Listing
++++
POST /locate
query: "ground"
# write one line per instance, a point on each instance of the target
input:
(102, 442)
++++
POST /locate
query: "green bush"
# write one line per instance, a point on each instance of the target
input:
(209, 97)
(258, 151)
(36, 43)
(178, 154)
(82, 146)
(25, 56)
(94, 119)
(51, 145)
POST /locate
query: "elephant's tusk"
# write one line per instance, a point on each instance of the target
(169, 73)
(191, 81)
++++
Stated problem
Collect each line of the records that contains the string "query" and copy each one in full.

Answer to the exercise
query: "ground"
query: "green bush"
query: "elephant's tusk"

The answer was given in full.